WHAT YOU HAVE TO DO
The first line to keep is the one containing "Mark every wall-mounted"; restate it and all lines after it through the end of the material, word for word and nothing else.

MATERIAL TO PROCESS Block Start

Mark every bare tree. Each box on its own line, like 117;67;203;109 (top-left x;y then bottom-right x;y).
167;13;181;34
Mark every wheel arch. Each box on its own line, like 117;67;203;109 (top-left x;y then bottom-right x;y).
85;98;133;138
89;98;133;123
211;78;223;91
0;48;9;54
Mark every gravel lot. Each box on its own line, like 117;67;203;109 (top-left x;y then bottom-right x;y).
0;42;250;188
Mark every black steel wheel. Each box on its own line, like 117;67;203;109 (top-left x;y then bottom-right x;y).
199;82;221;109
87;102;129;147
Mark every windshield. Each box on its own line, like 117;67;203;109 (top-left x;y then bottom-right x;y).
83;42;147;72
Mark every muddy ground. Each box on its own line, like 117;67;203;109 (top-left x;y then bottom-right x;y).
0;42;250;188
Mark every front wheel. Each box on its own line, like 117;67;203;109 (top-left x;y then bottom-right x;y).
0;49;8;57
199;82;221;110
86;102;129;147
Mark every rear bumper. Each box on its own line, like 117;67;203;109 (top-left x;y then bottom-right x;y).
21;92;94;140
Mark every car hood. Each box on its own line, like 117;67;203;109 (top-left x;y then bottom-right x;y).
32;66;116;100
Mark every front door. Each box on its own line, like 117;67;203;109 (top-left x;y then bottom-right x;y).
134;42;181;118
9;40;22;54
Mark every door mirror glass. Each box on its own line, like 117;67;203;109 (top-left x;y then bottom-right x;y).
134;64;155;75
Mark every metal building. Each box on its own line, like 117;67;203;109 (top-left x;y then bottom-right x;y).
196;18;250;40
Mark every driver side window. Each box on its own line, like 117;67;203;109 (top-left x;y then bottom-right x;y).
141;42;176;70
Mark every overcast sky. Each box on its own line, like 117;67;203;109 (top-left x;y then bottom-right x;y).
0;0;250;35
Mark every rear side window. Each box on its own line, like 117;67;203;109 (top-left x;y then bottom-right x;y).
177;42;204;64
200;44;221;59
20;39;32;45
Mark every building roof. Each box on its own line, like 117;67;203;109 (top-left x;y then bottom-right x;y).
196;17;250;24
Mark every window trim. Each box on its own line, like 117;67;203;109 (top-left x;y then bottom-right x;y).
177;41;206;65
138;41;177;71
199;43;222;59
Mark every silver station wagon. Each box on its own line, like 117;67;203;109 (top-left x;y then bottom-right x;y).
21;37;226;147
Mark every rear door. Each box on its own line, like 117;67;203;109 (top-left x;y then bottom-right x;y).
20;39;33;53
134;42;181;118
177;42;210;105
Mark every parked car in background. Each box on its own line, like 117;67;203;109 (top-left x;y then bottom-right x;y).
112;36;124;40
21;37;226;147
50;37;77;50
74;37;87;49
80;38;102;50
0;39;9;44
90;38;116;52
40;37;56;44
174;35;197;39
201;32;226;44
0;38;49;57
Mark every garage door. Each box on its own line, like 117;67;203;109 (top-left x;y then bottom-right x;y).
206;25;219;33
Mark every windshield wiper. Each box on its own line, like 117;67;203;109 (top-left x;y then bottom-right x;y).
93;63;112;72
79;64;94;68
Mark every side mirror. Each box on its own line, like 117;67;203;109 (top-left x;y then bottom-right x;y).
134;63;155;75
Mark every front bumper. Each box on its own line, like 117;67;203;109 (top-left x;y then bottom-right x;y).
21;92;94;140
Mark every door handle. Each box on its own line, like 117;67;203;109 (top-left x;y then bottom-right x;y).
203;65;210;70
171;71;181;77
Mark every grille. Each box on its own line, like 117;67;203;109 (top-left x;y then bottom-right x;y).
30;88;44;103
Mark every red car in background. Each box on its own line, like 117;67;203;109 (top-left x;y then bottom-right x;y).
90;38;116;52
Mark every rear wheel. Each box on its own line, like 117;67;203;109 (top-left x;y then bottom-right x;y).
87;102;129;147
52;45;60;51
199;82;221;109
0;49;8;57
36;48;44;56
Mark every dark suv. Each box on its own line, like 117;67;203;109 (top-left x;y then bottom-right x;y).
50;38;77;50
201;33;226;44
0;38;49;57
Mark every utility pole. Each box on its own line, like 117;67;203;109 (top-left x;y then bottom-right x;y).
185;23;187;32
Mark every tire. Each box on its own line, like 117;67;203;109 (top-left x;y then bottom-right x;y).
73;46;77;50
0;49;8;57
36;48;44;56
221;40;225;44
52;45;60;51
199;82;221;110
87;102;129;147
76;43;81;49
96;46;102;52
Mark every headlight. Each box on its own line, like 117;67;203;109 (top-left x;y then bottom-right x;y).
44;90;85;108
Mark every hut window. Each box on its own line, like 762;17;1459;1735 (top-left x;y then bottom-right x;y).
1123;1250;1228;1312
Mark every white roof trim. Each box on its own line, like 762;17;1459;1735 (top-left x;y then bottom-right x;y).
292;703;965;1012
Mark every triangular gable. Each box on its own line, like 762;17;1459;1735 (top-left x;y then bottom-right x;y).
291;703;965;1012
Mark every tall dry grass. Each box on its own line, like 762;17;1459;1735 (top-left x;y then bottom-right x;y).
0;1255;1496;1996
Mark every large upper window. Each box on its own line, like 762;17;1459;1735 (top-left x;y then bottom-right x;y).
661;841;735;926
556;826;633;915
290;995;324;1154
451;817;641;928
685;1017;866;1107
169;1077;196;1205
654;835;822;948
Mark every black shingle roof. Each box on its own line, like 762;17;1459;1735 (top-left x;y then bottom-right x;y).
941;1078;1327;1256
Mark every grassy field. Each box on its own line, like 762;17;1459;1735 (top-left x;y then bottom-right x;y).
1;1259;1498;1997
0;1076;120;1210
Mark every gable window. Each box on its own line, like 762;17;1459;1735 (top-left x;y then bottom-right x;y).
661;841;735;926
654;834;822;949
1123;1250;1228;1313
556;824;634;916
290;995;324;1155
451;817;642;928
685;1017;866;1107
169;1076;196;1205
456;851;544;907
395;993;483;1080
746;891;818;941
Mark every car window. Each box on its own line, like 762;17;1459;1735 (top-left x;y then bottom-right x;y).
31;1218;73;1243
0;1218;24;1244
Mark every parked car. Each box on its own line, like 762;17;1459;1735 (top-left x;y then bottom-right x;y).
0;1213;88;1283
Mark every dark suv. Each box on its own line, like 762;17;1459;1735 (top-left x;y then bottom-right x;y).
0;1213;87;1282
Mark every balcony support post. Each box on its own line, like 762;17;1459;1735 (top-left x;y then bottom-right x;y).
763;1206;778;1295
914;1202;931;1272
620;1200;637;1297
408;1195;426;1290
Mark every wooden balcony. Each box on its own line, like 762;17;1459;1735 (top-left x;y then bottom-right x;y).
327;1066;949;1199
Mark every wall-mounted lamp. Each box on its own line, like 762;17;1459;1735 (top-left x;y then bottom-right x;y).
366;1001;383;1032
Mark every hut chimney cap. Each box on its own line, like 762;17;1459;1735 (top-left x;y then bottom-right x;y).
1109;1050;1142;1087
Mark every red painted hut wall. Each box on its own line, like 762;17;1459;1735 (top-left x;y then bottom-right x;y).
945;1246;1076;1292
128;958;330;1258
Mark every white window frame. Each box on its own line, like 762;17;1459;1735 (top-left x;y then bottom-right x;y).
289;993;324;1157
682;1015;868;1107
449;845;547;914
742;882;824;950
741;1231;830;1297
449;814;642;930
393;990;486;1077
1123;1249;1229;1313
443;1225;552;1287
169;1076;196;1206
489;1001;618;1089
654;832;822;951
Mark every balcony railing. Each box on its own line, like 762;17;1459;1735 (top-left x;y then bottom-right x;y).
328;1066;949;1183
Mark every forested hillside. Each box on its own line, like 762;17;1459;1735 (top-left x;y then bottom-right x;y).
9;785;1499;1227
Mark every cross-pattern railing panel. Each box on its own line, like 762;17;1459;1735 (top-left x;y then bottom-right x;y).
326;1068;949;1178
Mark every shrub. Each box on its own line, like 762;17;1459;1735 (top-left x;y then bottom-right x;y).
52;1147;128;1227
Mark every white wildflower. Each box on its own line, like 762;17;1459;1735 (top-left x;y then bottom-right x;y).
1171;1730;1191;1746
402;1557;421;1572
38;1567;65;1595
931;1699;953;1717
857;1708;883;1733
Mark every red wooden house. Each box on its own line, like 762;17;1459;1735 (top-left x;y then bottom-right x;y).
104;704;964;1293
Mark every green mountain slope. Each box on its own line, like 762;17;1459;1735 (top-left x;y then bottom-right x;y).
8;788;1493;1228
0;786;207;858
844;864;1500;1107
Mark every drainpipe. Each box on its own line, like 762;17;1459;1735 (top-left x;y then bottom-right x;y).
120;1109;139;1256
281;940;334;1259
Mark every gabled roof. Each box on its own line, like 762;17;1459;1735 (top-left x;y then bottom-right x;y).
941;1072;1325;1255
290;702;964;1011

MATERIAL TO PROCESS Block End

SOLUTION TO THE EXERCISE
Mark every wall-mounted lamp. Each box on its own line, like 762;17;1459;1735 (top-left x;y then bottom-right x;y).
366;1001;383;1032
Mark every hut chimney cap. Each box on its own line, like 762;17;1459;1735 (top-left x;y then bottom-right x;y).
1109;1050;1142;1087
Mark every red painted hut wall. Each box on its own line, like 762;17;1459;1735 (top-left x;y then bottom-right x;y).
945;1246;1076;1292
128;958;330;1258
Mark every white window frame. Each box on its own line, like 762;17;1459;1735 (top-left x;y then bottom-right x;y).
289;993;324;1157
682;1015;868;1107
449;845;547;914
742;882;824;950
741;1231;830;1297
449;814;642;930
393;990;486;1077
1123;1249;1229;1313
443;1225;552;1287
169;1076;196;1206
489;1001;618;1089
654;832;822;951
Mark every balcony railing. Each box on its own line, like 762;17;1459;1735 (top-left x;y then bottom-right x;y).
328;1066;949;1183
Mark every forested hillside. Each box on its own line, like 762;17;1459;1735 (top-left x;y then bottom-right x;y).
9;785;1499;1227
Mark every cross-pattern railing panel. Each box on its own line, like 762;17;1459;1735 (top-left x;y then bottom-right x;y).
326;1068;949;1178
Mark every shrub. Each box on its own line, like 762;17;1459;1735 (top-left x;y then bottom-right x;y).
52;1147;128;1227
Mark every white wildflower. Each box on its own line, like 762;17;1459;1735 (top-left x;y then bottom-right x;y).
1171;1730;1191;1746
402;1557;421;1572
38;1567;65;1595
931;1699;953;1717
857;1708;883;1733
Mark every red wooden house. Each box on its own line, like 762;17;1459;1735 (top-left x;y then bottom-right x;y).
104;704;964;1293
Mark every green mountain slope. Each box on its own line, like 762;17;1459;1735 (top-left x;y then bottom-right x;y).
8;788;1493;1228
0;786;207;858
844;864;1500;1107
Mark every drainpipe. Each box on its own line, like 762;17;1459;1735 (top-left x;y then bottom-right x;y).
120;1109;139;1256
281;940;334;1259
Mark every gabled roof. Each box on its own line, like 762;17;1459;1735 (top-left x;y then bottom-right x;y).
941;1072;1325;1255
290;702;964;1011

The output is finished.